> _Exercise objective_: Text in the records must be reproduced exactly, and pictures must be skipped.

> _Data in this exercise_:
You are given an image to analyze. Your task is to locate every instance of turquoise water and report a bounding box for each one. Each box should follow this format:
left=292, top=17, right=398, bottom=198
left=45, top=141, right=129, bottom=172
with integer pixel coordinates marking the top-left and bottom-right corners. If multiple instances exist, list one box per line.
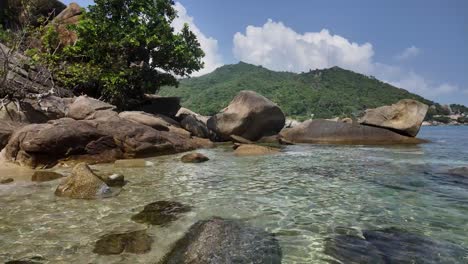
left=0, top=126, right=467, bottom=263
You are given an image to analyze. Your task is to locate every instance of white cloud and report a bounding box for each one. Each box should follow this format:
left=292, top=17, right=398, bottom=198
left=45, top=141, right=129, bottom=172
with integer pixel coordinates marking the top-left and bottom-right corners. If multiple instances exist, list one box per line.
left=172, top=2, right=223, bottom=76
left=233, top=20, right=464, bottom=103
left=233, top=19, right=374, bottom=73
left=395, top=46, right=420, bottom=61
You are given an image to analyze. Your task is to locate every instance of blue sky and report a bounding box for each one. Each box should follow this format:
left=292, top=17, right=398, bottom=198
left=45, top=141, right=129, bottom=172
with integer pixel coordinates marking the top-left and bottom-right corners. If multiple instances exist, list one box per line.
left=63, top=0, right=468, bottom=105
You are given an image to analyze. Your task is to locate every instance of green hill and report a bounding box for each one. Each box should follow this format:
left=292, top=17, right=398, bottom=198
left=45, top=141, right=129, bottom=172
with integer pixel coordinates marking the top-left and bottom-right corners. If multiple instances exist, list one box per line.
left=159, top=62, right=448, bottom=120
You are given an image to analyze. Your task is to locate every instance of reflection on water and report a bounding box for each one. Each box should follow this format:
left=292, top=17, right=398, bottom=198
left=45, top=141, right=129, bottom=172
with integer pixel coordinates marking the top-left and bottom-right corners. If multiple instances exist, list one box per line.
left=0, top=126, right=468, bottom=263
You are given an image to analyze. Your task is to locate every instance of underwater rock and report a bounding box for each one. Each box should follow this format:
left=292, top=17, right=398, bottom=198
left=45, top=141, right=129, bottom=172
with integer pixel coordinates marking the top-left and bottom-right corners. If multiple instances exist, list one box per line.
left=161, top=217, right=282, bottom=264
left=447, top=167, right=468, bottom=177
left=114, top=159, right=147, bottom=168
left=31, top=171, right=64, bottom=182
left=181, top=153, right=209, bottom=163
left=325, top=228, right=468, bottom=264
left=131, top=201, right=191, bottom=226
left=93, top=230, right=153, bottom=255
left=0, top=177, right=14, bottom=184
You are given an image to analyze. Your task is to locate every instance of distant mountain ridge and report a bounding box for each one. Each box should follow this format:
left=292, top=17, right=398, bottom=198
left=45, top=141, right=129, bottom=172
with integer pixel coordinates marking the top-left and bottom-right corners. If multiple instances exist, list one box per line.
left=159, top=62, right=458, bottom=121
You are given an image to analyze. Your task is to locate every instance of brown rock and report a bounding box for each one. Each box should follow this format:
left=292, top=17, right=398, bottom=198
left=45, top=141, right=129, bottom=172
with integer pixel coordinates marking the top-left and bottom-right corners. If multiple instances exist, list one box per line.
left=0, top=177, right=14, bottom=184
left=181, top=153, right=209, bottom=163
left=207, top=91, right=285, bottom=141
left=31, top=171, right=63, bottom=182
left=230, top=135, right=254, bottom=144
left=114, top=159, right=147, bottom=168
left=180, top=115, right=211, bottom=138
left=234, top=144, right=280, bottom=156
left=67, top=96, right=116, bottom=120
left=52, top=3, right=83, bottom=46
left=93, top=230, right=153, bottom=255
left=55, top=163, right=118, bottom=199
left=0, top=101, right=49, bottom=124
left=359, top=99, right=428, bottom=137
left=280, top=119, right=426, bottom=145
left=0, top=121, right=23, bottom=150
left=119, top=111, right=190, bottom=138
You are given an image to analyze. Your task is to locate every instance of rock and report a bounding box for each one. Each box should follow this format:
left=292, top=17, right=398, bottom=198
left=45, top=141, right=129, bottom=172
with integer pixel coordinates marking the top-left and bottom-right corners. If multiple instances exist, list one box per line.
left=31, top=171, right=63, bottom=182
left=234, top=144, right=280, bottom=156
left=181, top=153, right=209, bottom=163
left=0, top=177, right=14, bottom=184
left=131, top=201, right=191, bottom=226
left=55, top=163, right=119, bottom=199
left=176, top=107, right=209, bottom=124
left=341, top=117, right=353, bottom=124
left=93, top=230, right=153, bottom=255
left=0, top=101, right=49, bottom=123
left=119, top=111, right=190, bottom=138
left=114, top=159, right=147, bottom=168
left=230, top=135, right=254, bottom=144
left=180, top=115, right=211, bottom=138
left=284, top=118, right=301, bottom=128
left=447, top=167, right=468, bottom=177
left=101, top=174, right=125, bottom=187
left=67, top=96, right=116, bottom=120
left=52, top=3, right=82, bottom=46
left=257, top=135, right=281, bottom=144
left=280, top=119, right=426, bottom=145
left=324, top=228, right=468, bottom=264
left=4, top=255, right=45, bottom=264
left=0, top=121, right=23, bottom=150
left=3, top=0, right=66, bottom=27
left=359, top=99, right=428, bottom=137
left=26, top=96, right=74, bottom=120
left=207, top=90, right=285, bottom=141
left=160, top=217, right=282, bottom=264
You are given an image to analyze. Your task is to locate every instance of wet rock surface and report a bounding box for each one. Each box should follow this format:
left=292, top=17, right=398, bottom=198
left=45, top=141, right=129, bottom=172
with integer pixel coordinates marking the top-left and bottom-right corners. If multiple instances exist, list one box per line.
left=234, top=144, right=281, bottom=156
left=160, top=217, right=282, bottom=264
left=93, top=230, right=153, bottom=255
left=181, top=153, right=209, bottom=163
left=1, top=177, right=14, bottom=184
left=447, top=167, right=468, bottom=177
left=325, top=228, right=468, bottom=264
left=131, top=201, right=191, bottom=226
left=31, top=171, right=63, bottom=182
left=55, top=163, right=119, bottom=199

> _Exercise output_:
You are given an image to analyze. Your task is to locate every instance of turquoise water and report a bounding box for each one. Each box should follow this format:
left=292, top=17, right=398, bottom=198
left=45, top=141, right=129, bottom=172
with integer pixel coordinates marking the top-left and bottom-right corners. If multiple instances exist, list one box per line.
left=0, top=126, right=467, bottom=263
You are given an image to analyze. Your task is to locate every instance of white cloud and report a bounding box for each one. Each box should follow this format:
left=292, top=17, right=398, bottom=198
left=45, top=141, right=129, bottom=172
with integer pixel coordinates marking the top-left and bottom-right corners. If multiple instances exist, list one box per line.
left=172, top=2, right=223, bottom=76
left=233, top=20, right=464, bottom=103
left=233, top=19, right=374, bottom=73
left=395, top=46, right=420, bottom=61
You are given an image to analyze. Your task is to locate every instance of blue sky and report a bounding box for each one. Each box should follow this format:
left=292, top=17, right=398, bottom=198
left=45, top=141, right=129, bottom=172
with integer pixel coordinates marking the top-left and bottom-right corners. If multiple instances exist, list one box per line.
left=63, top=0, right=468, bottom=105
You are given an image to analyze. Your task is to locate every instance of green hill and report a bounding box for each one. Each box should follow this format:
left=292, top=17, right=398, bottom=198
left=45, top=141, right=129, bottom=172
with integer pixel coordinates marking the top-left and bottom-right corners. If multiple instances exist, list one box per line.
left=159, top=62, right=448, bottom=120
You are given an image to analyze. Your task is to locate every instance of reflection on water and report a bounding box for each one. Each box should follow this format:
left=292, top=17, right=398, bottom=198
left=45, top=141, right=129, bottom=172
with integer pixel coordinates marking the top-left and bottom-right corners. If multiple instances exist, list one box per line.
left=0, top=126, right=468, bottom=263
You are given an image to analyze. Your task is to locate every instance of underwater rock and report a bounding box for each one. Each box should follow this format:
left=292, top=17, right=398, bottom=198
left=45, top=141, right=129, bottom=172
with integer pixel coordinates marking the top-left and bottom-right corners. If multiple instances exist, list one box per line.
left=161, top=217, right=282, bottom=264
left=447, top=167, right=468, bottom=177
left=114, top=159, right=147, bottom=168
left=31, top=171, right=64, bottom=182
left=181, top=153, right=209, bottom=163
left=325, top=228, right=468, bottom=264
left=131, top=201, right=191, bottom=226
left=93, top=230, right=153, bottom=255
left=0, top=177, right=14, bottom=184
You are given an image to analyze. Your task is to locate every instance of distant mountain ridge and report a bounding box for each one. Each box should follow this format:
left=292, top=17, right=398, bottom=198
left=45, top=141, right=129, bottom=172
with integer pixel coordinates marking the top-left and bottom-right corners. If multiple instances exist, list one box per line.
left=159, top=62, right=458, bottom=121
You are given an image to analyze. Your task is to locate every instance of brown rock and report a bounding box for each one. Each box should follow this format:
left=292, top=17, right=398, bottom=198
left=45, top=141, right=129, bottom=172
with integer pixel coordinates marking the top-left and bottom-right corners. If multiple instances exist, list one box per line.
left=0, top=177, right=14, bottom=184
left=181, top=153, right=209, bottom=163
left=207, top=91, right=285, bottom=141
left=31, top=171, right=63, bottom=182
left=230, top=135, right=254, bottom=144
left=114, top=159, right=147, bottom=168
left=180, top=115, right=211, bottom=138
left=234, top=144, right=280, bottom=156
left=67, top=96, right=116, bottom=120
left=52, top=3, right=83, bottom=46
left=93, top=230, right=153, bottom=255
left=55, top=163, right=118, bottom=199
left=0, top=101, right=49, bottom=124
left=359, top=99, right=428, bottom=137
left=280, top=119, right=426, bottom=145
left=0, top=121, right=23, bottom=150
left=119, top=111, right=190, bottom=138
You are given an image to analyze. Your task is to locate every instance of rock and report a bounding box for each one. Each box should follow this format:
left=292, top=17, right=398, bottom=198
left=45, top=141, right=129, bottom=172
with integer pixel coordinates marking the top-left and bottom-right corners. If multiple instances exist, list one box per line.
left=31, top=171, right=63, bottom=182
left=234, top=144, right=280, bottom=156
left=181, top=153, right=209, bottom=163
left=0, top=177, right=14, bottom=184
left=131, top=201, right=191, bottom=226
left=55, top=163, right=119, bottom=199
left=176, top=107, right=209, bottom=124
left=341, top=117, right=353, bottom=124
left=93, top=230, right=153, bottom=255
left=0, top=101, right=49, bottom=123
left=119, top=111, right=190, bottom=138
left=114, top=159, right=147, bottom=168
left=230, top=135, right=254, bottom=144
left=180, top=115, right=211, bottom=138
left=284, top=118, right=301, bottom=128
left=447, top=167, right=468, bottom=177
left=101, top=174, right=125, bottom=187
left=67, top=96, right=116, bottom=120
left=52, top=3, right=82, bottom=46
left=257, top=135, right=281, bottom=144
left=280, top=119, right=426, bottom=145
left=324, top=228, right=468, bottom=264
left=4, top=255, right=45, bottom=264
left=0, top=121, right=23, bottom=150
left=3, top=0, right=66, bottom=27
left=359, top=99, right=428, bottom=137
left=26, top=96, right=74, bottom=120
left=207, top=90, right=285, bottom=141
left=160, top=217, right=282, bottom=264
You are given an image to analyze. Your task is to locate every instance of wet rock surface and report a bounding box for each one. Each box should follow this format:
left=292, top=17, right=398, bottom=198
left=45, top=141, right=129, bottom=172
with integer pixel coordinates marking the top-left and bottom-right corners. If multiple instances exist, list one box per line.
left=234, top=144, right=281, bottom=156
left=160, top=217, right=282, bottom=264
left=93, top=230, right=153, bottom=255
left=181, top=153, right=209, bottom=163
left=1, top=177, right=14, bottom=184
left=447, top=167, right=468, bottom=177
left=325, top=228, right=468, bottom=264
left=131, top=201, right=191, bottom=226
left=31, top=171, right=63, bottom=182
left=55, top=163, right=119, bottom=199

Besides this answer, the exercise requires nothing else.